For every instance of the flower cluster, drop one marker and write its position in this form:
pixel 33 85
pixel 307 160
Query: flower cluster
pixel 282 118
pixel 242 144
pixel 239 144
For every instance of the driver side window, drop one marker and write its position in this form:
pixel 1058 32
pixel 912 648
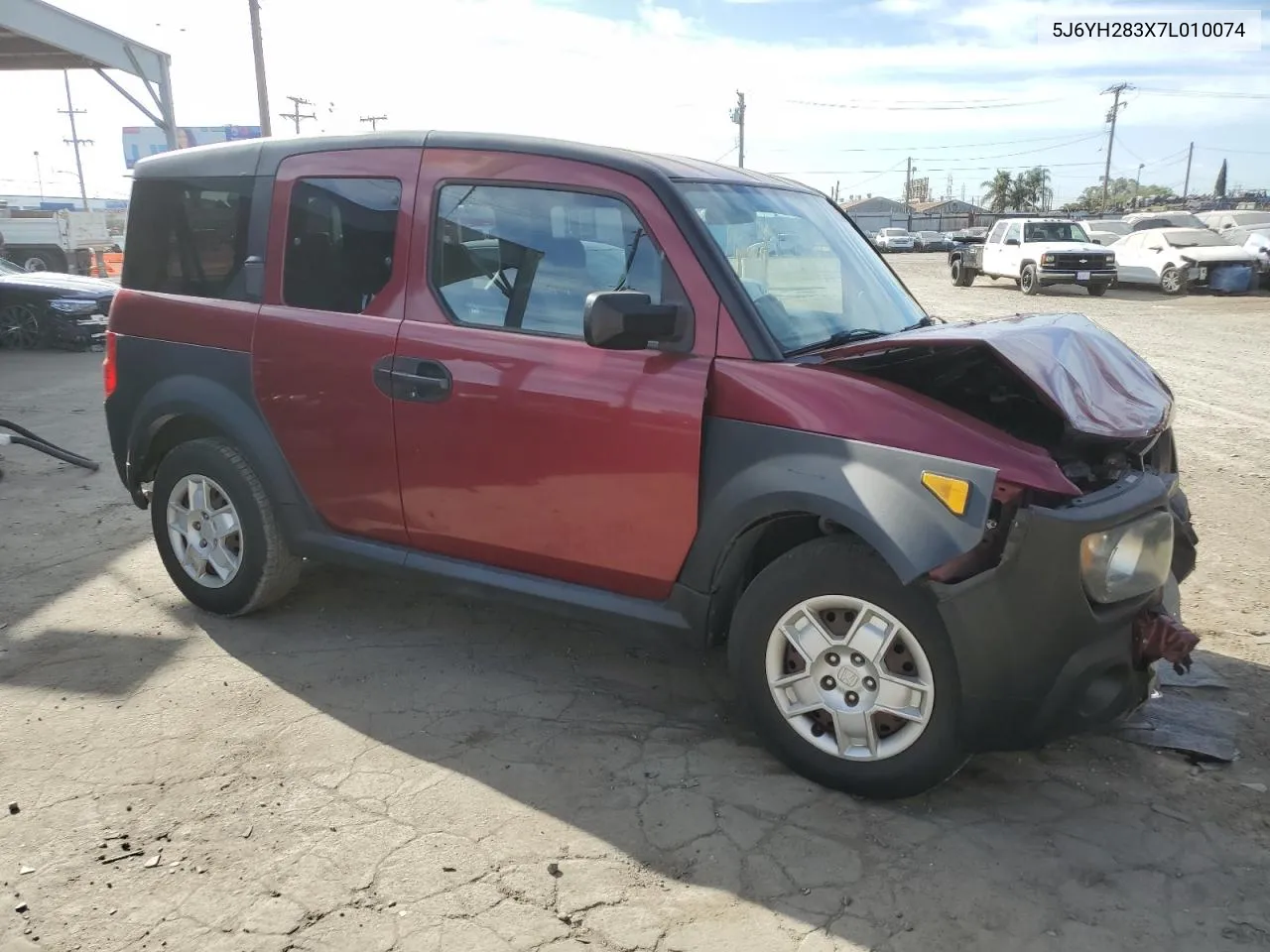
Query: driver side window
pixel 526 259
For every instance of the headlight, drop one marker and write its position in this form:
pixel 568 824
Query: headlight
pixel 70 304
pixel 1128 560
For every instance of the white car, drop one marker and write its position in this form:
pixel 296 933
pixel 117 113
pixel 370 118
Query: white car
pixel 1176 259
pixel 1103 231
pixel 894 240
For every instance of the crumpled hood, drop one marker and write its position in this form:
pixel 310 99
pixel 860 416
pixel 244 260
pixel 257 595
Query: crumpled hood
pixel 75 285
pixel 1088 376
pixel 1214 254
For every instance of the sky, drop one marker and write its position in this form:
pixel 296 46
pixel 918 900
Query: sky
pixel 838 91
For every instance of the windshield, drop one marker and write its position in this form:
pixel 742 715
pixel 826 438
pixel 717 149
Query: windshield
pixel 1055 231
pixel 1194 238
pixel 829 285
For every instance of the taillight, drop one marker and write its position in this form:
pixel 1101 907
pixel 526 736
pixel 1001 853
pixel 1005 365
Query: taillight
pixel 109 368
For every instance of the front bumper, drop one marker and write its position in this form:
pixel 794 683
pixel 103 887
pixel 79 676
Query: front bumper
pixel 1049 276
pixel 1037 657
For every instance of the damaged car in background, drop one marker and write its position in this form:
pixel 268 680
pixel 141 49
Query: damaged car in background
pixel 1178 261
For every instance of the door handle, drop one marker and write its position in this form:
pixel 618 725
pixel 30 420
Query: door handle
pixel 413 379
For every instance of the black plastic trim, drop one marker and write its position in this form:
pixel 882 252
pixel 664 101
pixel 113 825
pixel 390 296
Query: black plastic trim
pixel 753 472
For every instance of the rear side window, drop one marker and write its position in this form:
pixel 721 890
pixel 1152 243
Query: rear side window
pixel 189 236
pixel 526 258
pixel 340 234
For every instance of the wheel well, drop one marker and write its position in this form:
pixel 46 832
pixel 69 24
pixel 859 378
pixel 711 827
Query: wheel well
pixel 169 433
pixel 752 551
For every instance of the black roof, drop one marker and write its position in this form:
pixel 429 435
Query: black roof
pixel 262 157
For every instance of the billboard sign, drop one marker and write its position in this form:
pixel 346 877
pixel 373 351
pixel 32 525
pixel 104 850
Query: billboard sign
pixel 141 141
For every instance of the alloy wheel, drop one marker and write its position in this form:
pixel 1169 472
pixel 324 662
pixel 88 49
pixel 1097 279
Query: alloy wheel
pixel 849 678
pixel 19 327
pixel 204 531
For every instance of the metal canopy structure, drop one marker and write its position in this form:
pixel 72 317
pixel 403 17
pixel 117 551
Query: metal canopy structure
pixel 35 36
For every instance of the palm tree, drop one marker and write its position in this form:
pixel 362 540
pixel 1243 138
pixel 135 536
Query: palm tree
pixel 997 194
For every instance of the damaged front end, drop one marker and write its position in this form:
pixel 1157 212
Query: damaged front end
pixel 1061 384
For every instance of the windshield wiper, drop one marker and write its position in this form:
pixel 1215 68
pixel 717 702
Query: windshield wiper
pixel 838 338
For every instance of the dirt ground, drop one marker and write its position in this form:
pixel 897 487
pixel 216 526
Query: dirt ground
pixel 376 766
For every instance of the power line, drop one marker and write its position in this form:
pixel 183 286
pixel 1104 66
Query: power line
pixel 928 148
pixel 926 107
pixel 1202 93
pixel 295 114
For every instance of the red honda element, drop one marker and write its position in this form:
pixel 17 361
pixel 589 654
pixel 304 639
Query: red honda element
pixel 654 388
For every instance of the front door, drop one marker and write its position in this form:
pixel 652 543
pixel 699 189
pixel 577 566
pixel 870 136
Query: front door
pixel 520 444
pixel 334 294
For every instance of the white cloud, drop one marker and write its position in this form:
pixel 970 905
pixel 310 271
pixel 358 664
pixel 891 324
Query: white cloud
pixel 661 81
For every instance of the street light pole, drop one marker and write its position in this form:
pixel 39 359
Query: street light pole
pixel 262 91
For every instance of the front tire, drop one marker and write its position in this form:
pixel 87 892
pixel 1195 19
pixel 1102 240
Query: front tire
pixel 847 674
pixel 1173 282
pixel 217 532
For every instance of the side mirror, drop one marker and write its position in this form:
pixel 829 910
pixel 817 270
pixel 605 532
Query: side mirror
pixel 626 320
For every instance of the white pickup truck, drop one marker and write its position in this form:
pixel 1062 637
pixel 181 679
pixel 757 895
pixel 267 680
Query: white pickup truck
pixel 58 241
pixel 1035 253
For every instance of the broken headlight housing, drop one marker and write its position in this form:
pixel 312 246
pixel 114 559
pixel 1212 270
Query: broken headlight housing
pixel 1128 560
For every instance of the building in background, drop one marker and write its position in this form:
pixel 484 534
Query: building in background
pixel 141 141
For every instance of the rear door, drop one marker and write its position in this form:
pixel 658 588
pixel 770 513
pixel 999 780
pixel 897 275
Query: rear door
pixel 992 249
pixel 334 298
pixel 534 451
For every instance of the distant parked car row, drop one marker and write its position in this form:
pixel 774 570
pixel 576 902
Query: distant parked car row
pixel 1038 253
pixel 905 240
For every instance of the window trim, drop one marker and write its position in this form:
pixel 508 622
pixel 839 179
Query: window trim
pixel 402 220
pixel 684 344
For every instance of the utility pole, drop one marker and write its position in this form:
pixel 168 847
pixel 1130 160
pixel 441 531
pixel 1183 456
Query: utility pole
pixel 295 114
pixel 908 191
pixel 75 140
pixel 738 116
pixel 1187 186
pixel 1119 87
pixel 262 91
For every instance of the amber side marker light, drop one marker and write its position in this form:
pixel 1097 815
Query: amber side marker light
pixel 953 493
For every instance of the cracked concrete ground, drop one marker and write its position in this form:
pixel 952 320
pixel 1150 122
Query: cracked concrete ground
pixel 375 766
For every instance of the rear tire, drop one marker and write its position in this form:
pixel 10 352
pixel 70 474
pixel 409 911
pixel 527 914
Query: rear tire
pixel 843 572
pixel 261 566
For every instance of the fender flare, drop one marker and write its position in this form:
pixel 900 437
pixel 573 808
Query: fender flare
pixel 223 411
pixel 753 472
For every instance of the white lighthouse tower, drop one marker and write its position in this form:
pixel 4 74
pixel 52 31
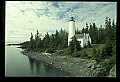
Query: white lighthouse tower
pixel 71 29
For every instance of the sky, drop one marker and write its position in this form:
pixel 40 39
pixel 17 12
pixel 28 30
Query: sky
pixel 24 17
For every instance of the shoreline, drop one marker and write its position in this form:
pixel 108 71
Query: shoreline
pixel 76 67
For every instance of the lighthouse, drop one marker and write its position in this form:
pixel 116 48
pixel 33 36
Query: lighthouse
pixel 71 29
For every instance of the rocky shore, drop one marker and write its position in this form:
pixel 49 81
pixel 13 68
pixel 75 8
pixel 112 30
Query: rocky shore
pixel 77 67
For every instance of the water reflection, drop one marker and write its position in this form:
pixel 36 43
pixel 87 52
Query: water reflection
pixel 43 69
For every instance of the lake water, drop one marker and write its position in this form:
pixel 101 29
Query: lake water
pixel 19 65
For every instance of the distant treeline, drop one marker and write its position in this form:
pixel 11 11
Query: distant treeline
pixel 59 40
pixel 13 44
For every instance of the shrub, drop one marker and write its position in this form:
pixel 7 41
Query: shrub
pixel 76 54
pixel 50 50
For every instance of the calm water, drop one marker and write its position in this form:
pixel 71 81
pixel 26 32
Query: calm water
pixel 19 65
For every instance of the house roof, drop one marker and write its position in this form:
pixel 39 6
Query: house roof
pixel 78 36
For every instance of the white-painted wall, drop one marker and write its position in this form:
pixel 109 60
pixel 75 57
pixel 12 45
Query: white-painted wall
pixel 84 40
pixel 71 30
pixel 82 44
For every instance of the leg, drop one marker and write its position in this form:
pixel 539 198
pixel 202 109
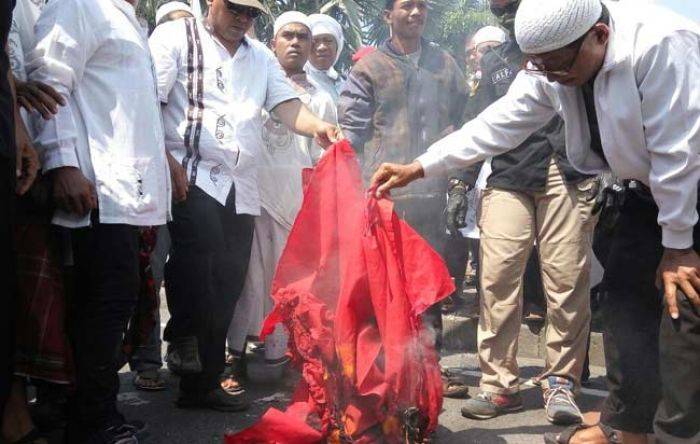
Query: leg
pixel 631 309
pixel 507 232
pixel 678 417
pixel 106 266
pixel 7 275
pixel 565 223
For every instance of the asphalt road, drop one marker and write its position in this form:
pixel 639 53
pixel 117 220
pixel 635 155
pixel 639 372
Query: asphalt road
pixel 167 424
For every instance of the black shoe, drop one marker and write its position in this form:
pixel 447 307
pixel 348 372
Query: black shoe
pixel 110 435
pixel 217 399
pixel 183 356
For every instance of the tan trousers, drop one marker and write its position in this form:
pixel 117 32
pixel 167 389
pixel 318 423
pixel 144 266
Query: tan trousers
pixel 560 220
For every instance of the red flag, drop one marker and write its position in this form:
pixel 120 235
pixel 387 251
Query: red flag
pixel 350 287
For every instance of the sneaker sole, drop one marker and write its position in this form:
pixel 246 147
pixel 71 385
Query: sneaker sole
pixel 564 419
pixel 501 411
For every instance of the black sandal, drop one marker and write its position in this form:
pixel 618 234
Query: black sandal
pixel 564 437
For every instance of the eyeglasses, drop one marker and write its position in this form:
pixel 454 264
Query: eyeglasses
pixel 512 8
pixel 539 66
pixel 248 11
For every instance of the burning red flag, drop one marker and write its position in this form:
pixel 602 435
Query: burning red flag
pixel 350 287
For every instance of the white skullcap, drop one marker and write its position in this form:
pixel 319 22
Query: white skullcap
pixel 291 17
pixel 169 7
pixel 325 24
pixel 489 34
pixel 547 25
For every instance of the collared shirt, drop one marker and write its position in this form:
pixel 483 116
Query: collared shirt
pixel 287 154
pixel 95 54
pixel 647 100
pixel 212 107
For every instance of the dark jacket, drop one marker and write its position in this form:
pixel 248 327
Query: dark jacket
pixel 525 168
pixel 392 110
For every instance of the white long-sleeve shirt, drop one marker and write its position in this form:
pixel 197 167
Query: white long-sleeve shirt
pixel 647 98
pixel 95 54
pixel 212 107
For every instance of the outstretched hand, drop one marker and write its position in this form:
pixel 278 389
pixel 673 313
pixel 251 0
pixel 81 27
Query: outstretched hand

════

Rewrite the listing from its start through the line containing "pixel 1037 657", changing "marker" to "point" and leaving everything else unchanged. Omit the pictures.

● RESULT OF THE TASK:
For every instance of the flower cluster, drop one point and write its position in this form:
pixel 33 85
pixel 307 160
Query: flower cluster
pixel 282 118
pixel 242 144
pixel 239 144
For every instance of the driver side window, drop one point and write its position in this form:
pixel 1058 32
pixel 912 648
Query: driver side window
pixel 526 259
For every instance of the headlight, drop one point and write its position in this form:
pixel 568 824
Query: headlight
pixel 70 304
pixel 1128 560
For every instance of the white car, drop one point and write its position in this form:
pixel 296 933
pixel 117 113
pixel 370 118
Query: white car
pixel 1176 259
pixel 1103 231
pixel 894 240
For every instance of the crumpled hood, drop one point and write its position in this form:
pixel 310 99
pixel 860 416
pixel 244 260
pixel 257 595
Query: crumpled hood
pixel 75 285
pixel 1088 376
pixel 1214 254
For every instance of the sky, drop one point and write its position in this form:
pixel 296 46
pixel 918 900
Query: sky
pixel 838 91
For every instance of the windshield, drop one point and write its position in this form:
pixel 742 715
pixel 826 438
pixel 717 149
Query: windshield
pixel 1055 231
pixel 1194 238
pixel 829 285
For every instance of the taillight, drop one point and write its position in this form:
pixel 1101 907
pixel 526 736
pixel 1001 853
pixel 1005 365
Query: taillight
pixel 109 368
For every instance of the front bumper, drop one point and write its position in this form:
pixel 794 683
pixel 103 887
pixel 79 676
Query: front bumper
pixel 1049 276
pixel 1037 657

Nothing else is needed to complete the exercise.